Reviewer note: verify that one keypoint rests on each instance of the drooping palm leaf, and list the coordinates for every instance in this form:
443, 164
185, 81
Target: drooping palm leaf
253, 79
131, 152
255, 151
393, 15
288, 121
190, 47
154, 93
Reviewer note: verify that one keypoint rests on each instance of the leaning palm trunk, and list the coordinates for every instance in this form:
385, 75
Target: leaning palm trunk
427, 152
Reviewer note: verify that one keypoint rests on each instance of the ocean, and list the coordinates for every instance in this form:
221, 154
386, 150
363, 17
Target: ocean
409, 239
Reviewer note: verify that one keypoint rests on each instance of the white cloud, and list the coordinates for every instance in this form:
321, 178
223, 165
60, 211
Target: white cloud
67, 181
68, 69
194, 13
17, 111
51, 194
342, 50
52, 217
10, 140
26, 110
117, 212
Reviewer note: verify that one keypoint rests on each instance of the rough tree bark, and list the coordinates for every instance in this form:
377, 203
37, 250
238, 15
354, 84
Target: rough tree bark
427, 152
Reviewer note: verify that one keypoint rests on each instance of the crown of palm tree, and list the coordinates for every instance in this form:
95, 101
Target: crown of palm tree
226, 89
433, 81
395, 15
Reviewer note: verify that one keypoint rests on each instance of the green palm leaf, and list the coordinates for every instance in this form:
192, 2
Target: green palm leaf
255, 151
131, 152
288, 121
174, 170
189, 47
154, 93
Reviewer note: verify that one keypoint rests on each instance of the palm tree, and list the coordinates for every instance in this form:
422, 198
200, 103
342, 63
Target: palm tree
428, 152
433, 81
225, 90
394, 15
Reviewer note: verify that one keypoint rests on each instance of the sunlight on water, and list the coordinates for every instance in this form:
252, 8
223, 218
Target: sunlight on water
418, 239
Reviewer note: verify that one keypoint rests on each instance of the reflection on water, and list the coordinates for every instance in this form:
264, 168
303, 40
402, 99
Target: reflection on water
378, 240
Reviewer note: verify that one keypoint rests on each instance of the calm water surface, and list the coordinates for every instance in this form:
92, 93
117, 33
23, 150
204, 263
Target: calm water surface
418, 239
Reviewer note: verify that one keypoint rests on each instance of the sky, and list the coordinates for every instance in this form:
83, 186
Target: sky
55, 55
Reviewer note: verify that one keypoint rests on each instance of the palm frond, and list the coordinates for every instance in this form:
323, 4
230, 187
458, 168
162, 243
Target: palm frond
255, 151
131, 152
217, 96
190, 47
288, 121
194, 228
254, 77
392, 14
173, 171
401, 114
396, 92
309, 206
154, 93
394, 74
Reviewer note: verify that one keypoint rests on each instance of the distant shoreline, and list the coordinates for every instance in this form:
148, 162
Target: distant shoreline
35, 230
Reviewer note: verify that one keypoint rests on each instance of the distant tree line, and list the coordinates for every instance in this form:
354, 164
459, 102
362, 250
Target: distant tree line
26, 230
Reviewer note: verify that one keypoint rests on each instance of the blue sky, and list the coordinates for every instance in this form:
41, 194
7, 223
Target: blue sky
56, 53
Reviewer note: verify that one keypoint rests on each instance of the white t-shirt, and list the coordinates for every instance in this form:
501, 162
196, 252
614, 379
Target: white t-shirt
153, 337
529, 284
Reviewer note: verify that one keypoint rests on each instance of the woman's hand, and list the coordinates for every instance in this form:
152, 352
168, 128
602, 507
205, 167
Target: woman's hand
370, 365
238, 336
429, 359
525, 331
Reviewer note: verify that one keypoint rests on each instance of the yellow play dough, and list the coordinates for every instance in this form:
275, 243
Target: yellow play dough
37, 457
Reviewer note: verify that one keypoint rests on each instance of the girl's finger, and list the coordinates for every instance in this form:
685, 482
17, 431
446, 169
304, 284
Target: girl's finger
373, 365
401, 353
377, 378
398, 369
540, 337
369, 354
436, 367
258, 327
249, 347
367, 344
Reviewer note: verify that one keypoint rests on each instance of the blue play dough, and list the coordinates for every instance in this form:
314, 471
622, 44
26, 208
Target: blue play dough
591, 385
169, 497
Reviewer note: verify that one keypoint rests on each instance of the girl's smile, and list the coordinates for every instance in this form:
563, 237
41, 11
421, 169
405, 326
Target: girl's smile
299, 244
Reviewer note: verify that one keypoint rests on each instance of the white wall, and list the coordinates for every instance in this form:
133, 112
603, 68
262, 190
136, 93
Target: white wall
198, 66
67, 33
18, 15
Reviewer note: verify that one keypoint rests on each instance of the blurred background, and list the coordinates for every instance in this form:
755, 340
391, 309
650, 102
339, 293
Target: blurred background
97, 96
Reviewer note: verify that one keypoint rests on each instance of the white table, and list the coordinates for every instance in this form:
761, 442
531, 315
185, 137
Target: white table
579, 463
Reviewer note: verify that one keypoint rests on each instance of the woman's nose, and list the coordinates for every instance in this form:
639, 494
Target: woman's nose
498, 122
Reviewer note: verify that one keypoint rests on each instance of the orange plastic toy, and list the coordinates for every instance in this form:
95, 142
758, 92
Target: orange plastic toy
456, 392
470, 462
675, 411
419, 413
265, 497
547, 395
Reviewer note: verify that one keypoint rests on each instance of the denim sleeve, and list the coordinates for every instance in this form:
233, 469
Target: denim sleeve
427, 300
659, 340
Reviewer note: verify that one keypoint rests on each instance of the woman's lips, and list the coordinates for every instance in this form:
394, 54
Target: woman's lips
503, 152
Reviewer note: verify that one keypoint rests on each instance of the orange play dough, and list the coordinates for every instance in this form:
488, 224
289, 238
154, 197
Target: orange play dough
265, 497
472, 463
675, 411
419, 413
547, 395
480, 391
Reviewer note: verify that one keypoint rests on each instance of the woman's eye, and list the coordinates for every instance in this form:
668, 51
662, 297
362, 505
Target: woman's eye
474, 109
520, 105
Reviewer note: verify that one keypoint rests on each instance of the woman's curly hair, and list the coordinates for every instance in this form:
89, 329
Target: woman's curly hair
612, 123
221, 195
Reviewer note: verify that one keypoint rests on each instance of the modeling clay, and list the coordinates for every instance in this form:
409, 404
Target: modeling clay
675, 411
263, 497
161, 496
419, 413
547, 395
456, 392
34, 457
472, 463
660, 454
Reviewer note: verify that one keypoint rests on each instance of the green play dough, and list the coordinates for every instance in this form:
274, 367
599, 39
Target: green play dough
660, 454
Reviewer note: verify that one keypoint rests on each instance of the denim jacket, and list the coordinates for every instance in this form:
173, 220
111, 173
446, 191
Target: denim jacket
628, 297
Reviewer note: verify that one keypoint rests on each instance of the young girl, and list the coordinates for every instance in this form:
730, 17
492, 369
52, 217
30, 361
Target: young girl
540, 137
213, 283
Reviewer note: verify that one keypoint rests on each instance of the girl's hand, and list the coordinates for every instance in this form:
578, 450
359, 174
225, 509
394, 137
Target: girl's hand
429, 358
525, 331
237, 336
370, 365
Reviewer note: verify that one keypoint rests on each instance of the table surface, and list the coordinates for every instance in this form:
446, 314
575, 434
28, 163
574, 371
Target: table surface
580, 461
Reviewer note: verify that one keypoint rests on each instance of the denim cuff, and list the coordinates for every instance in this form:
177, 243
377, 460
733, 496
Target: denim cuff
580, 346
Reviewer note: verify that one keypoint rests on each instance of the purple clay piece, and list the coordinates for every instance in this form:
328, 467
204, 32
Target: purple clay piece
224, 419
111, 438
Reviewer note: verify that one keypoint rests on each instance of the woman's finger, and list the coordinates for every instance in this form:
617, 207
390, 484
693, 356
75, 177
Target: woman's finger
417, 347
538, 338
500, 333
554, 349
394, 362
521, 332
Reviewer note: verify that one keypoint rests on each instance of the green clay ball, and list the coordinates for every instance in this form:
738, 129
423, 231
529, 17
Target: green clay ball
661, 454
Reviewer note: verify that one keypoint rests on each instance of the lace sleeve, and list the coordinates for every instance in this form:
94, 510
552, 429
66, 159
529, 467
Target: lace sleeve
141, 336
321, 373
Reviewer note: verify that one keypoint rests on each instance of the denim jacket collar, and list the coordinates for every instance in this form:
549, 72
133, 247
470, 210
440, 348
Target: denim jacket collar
----
* GIVEN INSTRUCTION *
Repeat only the stretch of lines that opens with the line containing "the green clay" and closes with the final line of the entries, both included, exactly as written.

* FINISHED TASK *
Reviewer note: verify that one keypoint rests on each instance of the green clay ball, and list the coordinates for every instance in this form:
738, 129
423, 231
529, 17
Target: green clay ball
661, 454
Reviewer note: verify that one keypoint rests on each instance of the lace sleeve, and list the coordinates for every instance in this form:
94, 510
552, 429
66, 159
529, 467
Target: lace sleeve
141, 336
321, 373
Reviewer note: verify that one keypoint rests on each instance of the denim jacket collar, and list the coordinates for every instance in this form:
549, 72
133, 247
470, 210
440, 348
Target: denim jacket collar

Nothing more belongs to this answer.